*** Material to process Section Begins ***

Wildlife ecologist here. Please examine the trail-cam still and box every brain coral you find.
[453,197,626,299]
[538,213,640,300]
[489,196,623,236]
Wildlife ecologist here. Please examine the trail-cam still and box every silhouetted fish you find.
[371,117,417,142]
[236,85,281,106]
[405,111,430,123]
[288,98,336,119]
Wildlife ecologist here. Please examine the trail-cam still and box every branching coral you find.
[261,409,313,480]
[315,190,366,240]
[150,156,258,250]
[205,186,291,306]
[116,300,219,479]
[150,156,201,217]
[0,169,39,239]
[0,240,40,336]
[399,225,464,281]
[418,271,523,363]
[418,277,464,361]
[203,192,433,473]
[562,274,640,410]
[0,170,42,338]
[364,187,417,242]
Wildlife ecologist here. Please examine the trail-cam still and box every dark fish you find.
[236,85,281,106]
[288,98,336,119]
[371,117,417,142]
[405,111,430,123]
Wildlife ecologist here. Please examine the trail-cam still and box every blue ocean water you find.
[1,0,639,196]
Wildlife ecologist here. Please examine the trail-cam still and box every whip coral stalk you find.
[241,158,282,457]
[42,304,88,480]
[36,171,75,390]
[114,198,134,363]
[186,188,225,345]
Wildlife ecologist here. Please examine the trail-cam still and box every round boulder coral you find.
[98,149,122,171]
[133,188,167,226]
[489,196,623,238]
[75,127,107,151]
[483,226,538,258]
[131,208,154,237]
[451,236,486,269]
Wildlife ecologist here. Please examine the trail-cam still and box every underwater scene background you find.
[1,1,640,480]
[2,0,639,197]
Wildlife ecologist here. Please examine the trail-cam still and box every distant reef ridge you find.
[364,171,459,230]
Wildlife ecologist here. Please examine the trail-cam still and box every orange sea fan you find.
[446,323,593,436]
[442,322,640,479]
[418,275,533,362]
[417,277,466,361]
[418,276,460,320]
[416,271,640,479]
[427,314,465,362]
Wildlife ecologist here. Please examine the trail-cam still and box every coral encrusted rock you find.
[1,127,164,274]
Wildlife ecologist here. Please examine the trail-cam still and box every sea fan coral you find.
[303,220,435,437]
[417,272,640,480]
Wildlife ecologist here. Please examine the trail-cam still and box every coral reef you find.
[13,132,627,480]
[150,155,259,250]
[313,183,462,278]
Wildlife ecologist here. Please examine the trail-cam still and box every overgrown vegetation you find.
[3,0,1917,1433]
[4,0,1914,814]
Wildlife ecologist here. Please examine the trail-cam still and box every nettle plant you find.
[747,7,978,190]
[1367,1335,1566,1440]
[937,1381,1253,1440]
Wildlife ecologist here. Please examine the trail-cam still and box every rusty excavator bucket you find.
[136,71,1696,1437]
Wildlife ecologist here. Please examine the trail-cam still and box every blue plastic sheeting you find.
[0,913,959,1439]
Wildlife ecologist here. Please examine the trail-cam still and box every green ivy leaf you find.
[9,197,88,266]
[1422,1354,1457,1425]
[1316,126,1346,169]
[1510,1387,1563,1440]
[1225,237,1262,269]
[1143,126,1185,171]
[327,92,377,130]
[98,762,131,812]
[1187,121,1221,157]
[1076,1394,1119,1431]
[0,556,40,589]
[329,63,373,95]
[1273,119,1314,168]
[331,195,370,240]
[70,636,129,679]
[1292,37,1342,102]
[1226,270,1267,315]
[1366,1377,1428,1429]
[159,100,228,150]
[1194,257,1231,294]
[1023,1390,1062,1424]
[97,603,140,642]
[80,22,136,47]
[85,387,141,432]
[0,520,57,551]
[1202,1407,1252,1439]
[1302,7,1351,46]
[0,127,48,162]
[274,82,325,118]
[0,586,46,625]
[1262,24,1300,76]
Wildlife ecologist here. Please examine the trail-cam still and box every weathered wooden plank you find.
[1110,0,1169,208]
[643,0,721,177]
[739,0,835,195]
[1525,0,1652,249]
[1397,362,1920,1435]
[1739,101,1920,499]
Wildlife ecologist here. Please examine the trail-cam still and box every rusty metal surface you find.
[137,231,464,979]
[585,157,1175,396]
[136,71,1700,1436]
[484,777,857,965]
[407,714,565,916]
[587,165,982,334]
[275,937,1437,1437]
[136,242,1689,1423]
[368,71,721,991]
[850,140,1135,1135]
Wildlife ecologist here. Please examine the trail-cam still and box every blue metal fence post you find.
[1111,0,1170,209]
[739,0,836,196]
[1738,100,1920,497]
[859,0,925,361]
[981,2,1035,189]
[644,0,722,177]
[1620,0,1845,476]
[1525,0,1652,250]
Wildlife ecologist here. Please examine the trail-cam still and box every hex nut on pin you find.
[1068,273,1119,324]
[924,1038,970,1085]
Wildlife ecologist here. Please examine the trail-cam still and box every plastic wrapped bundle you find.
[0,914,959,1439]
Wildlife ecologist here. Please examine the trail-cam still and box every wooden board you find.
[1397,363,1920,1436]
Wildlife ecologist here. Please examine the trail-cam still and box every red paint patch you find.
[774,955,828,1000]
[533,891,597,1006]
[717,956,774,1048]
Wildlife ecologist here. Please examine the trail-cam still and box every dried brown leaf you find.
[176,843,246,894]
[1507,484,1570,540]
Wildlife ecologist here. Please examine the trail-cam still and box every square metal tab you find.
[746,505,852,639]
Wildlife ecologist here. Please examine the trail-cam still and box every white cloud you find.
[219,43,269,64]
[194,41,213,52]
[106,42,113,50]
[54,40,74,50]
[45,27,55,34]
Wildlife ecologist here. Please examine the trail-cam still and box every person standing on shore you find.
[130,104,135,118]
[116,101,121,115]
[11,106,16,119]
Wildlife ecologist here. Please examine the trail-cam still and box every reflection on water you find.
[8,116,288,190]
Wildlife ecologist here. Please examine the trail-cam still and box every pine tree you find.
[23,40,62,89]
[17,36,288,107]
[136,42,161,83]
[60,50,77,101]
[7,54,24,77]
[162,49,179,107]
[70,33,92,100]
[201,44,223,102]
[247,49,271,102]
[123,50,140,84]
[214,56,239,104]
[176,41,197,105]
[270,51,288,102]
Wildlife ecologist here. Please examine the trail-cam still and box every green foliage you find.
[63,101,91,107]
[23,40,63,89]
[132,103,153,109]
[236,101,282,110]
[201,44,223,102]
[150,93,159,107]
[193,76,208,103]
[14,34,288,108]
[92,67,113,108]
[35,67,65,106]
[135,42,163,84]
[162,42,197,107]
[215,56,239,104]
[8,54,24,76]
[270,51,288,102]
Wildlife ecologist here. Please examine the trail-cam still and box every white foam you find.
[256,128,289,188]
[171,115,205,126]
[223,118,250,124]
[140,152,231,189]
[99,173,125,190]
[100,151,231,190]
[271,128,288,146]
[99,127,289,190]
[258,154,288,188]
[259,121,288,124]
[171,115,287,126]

*** Material to process Section Ends ***

Print only the lines from the one with "on water you find." to the end of the records, both included.

Wildlife ecologist here. Please examine the trail-cam still and box every reflection on water you find.
[8,116,288,190]
Wildlife ecologist here. Please examine the trail-cam still and box every pine tree you find.
[23,40,62,89]
[17,36,288,107]
[136,42,161,83]
[60,50,77,101]
[7,54,24,77]
[162,49,179,107]
[70,33,92,100]
[201,44,223,102]
[247,49,271,102]
[123,50,140,84]
[214,56,239,104]
[176,41,197,105]
[270,51,288,102]
Wildlife ecologist here. Please examine the trail-cam still and box every green foliage you find.
[63,101,91,107]
[23,40,63,89]
[132,103,153,109]
[236,101,282,110]
[201,44,223,102]
[150,93,159,107]
[193,76,208,103]
[14,34,288,108]
[92,67,113,108]
[35,67,65,106]
[135,42,163,84]
[162,42,197,107]
[215,56,239,104]
[8,54,24,76]
[270,51,288,102]
Wildlife ecologist here. Please examine the trail-cam still and box every white foam you find.
[256,128,289,188]
[171,115,205,126]
[223,118,250,124]
[140,152,231,189]
[99,173,125,190]
[100,151,231,190]
[271,128,288,146]
[99,127,289,190]
[258,154,288,188]
[259,121,288,124]
[171,115,287,126]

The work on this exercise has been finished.